* [Problem description]: Please rewrite the lines in the part that opens with the line containing "Pin the hot" and closes with the last line, including both ends and every request, and adjust each point coordinate by adding -48 to it. Leave the pictures out of your answer.

══ Records for the task ══

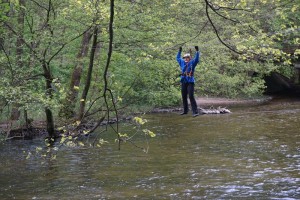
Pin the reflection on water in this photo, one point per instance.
(253, 153)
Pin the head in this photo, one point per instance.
(187, 57)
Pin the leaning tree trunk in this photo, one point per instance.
(49, 115)
(70, 100)
(89, 75)
(15, 112)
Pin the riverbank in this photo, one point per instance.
(223, 102)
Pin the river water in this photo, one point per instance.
(252, 153)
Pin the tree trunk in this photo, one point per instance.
(49, 115)
(15, 112)
(70, 101)
(89, 75)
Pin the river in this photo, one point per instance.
(252, 153)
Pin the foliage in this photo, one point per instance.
(240, 42)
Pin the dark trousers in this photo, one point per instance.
(188, 89)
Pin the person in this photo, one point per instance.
(187, 66)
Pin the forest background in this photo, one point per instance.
(76, 61)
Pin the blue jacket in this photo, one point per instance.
(187, 69)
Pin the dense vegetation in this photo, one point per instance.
(73, 60)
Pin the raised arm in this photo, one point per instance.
(196, 58)
(178, 57)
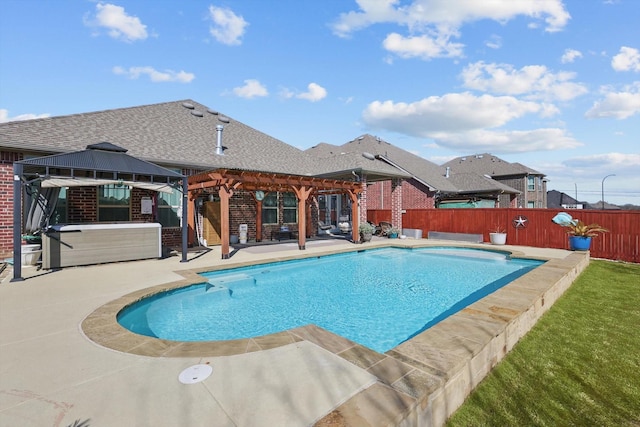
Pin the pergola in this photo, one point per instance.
(226, 181)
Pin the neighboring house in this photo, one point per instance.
(559, 200)
(186, 137)
(531, 184)
(425, 185)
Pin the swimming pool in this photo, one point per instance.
(378, 298)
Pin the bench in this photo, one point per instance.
(284, 235)
(461, 237)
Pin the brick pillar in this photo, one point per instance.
(396, 203)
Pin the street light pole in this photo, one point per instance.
(613, 174)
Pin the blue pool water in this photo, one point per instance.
(378, 298)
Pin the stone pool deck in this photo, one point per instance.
(63, 358)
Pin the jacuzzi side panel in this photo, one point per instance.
(72, 245)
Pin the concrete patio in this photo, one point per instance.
(52, 374)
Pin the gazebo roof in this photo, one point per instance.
(99, 161)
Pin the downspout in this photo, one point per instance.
(219, 150)
(17, 222)
(185, 217)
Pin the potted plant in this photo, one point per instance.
(580, 234)
(366, 231)
(498, 236)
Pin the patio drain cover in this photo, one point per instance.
(195, 374)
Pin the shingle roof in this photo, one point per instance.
(167, 133)
(474, 183)
(488, 164)
(424, 170)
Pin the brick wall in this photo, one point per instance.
(242, 210)
(417, 196)
(82, 205)
(6, 202)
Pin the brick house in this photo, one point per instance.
(425, 185)
(531, 184)
(190, 139)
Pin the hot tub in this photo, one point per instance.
(85, 244)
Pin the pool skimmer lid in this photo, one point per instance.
(195, 374)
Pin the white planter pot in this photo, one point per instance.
(498, 238)
(30, 254)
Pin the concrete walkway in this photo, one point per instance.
(51, 374)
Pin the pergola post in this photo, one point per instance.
(187, 218)
(355, 218)
(302, 193)
(225, 194)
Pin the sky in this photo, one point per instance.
(551, 84)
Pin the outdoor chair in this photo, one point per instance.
(344, 224)
(324, 228)
(384, 228)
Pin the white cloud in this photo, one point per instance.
(627, 60)
(507, 141)
(120, 26)
(228, 27)
(618, 105)
(4, 116)
(420, 13)
(494, 42)
(315, 93)
(433, 23)
(449, 113)
(424, 47)
(533, 81)
(570, 55)
(617, 162)
(465, 122)
(252, 88)
(155, 75)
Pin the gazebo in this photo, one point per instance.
(99, 164)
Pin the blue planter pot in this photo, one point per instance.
(579, 243)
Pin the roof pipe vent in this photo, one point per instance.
(219, 150)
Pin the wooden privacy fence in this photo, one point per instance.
(622, 242)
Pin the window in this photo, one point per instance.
(290, 208)
(114, 203)
(169, 208)
(270, 209)
(59, 215)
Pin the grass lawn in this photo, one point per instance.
(579, 365)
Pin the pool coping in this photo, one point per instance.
(423, 380)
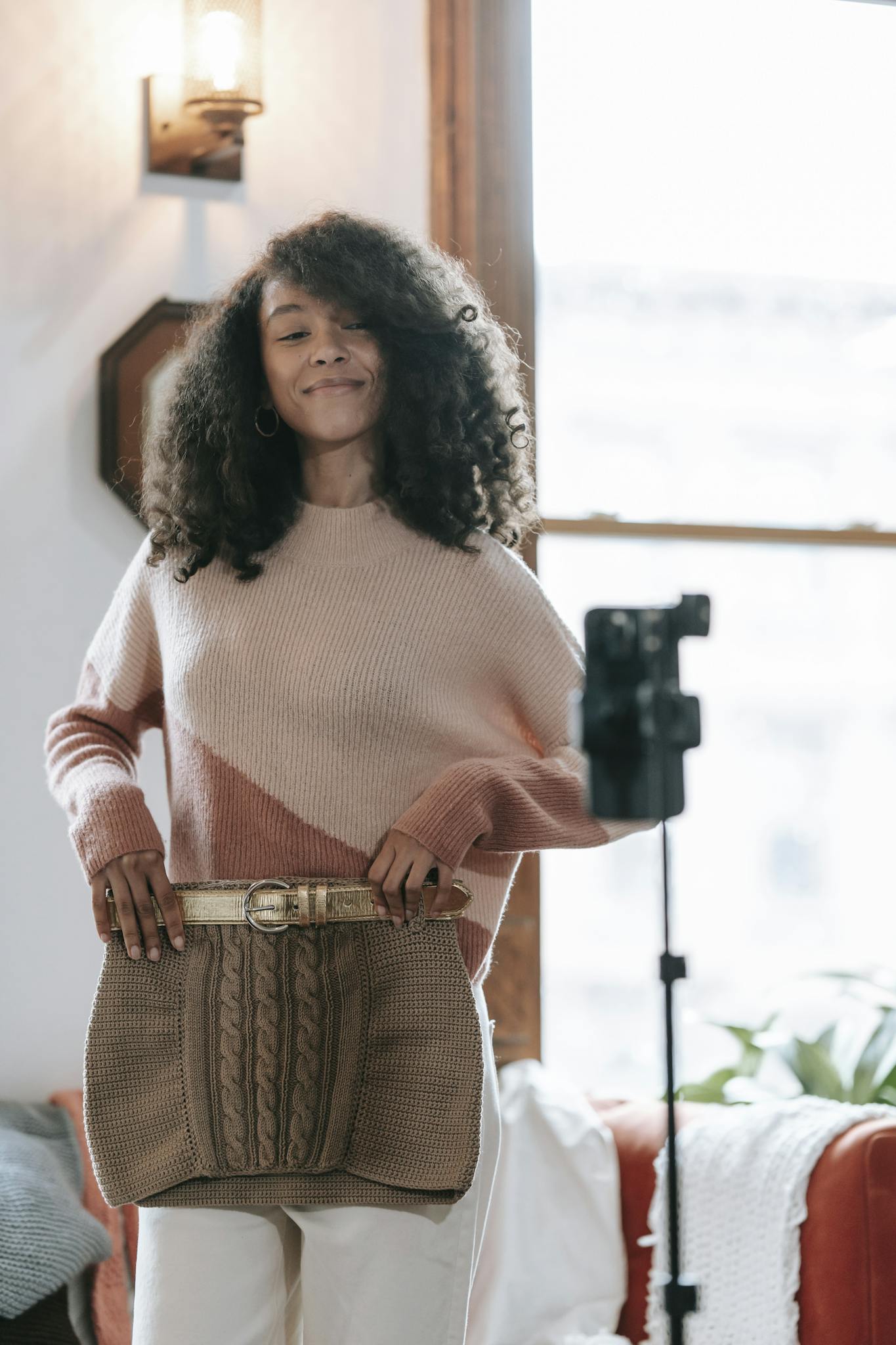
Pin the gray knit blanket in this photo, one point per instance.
(46, 1235)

═══

* [Answer to this exercise]:
Pin the hot tub in this photo, one point per instance.
(37, 196)
Pin the pool skimmer lid in this photo, one point per instance.
(147, 326)
Pin the white planter pot in this photo, one point per instance.
(450, 190)
(-18, 206)
Pin the concrete walkway in this photo, one point per instance.
(3, 326)
Pin the pergola post in this photo, one point per instance.
(139, 170)
(307, 170)
(254, 145)
(177, 146)
Pin the sky in this photo, one point per instance.
(503, 36)
Pin the outdoor chair in this photo, one point per instance.
(296, 176)
(276, 180)
(336, 180)
Pin the white cloud in this photo, one point per instance.
(579, 12)
(459, 93)
(72, -22)
(180, -21)
(570, 57)
(-44, 68)
(372, -35)
(446, -6)
(267, 45)
(385, -25)
(401, 65)
(376, -1)
(485, 33)
(522, 7)
(569, 114)
(417, 74)
(204, 40)
(107, 27)
Pin the gazebo in this photo, one point per instance.
(51, 116)
Pin the blue planter pot in this photo, one point per instance.
(531, 195)
Pin the roof pipe vent in this photo, one point per instance.
(171, 102)
Pin the wooden privacy fence in this photo, one point per instance.
(574, 194)
Pin the window in this photo, one point per instance.
(242, 160)
(66, 155)
(121, 160)
(222, 161)
(11, 167)
Pin the grass lawn in this photo, one point per instance.
(531, 317)
Pin the pool coping in this photo, one point per instance.
(375, 332)
Pin the gray knit blanket in this photo, one point per instance.
(-2, 1187)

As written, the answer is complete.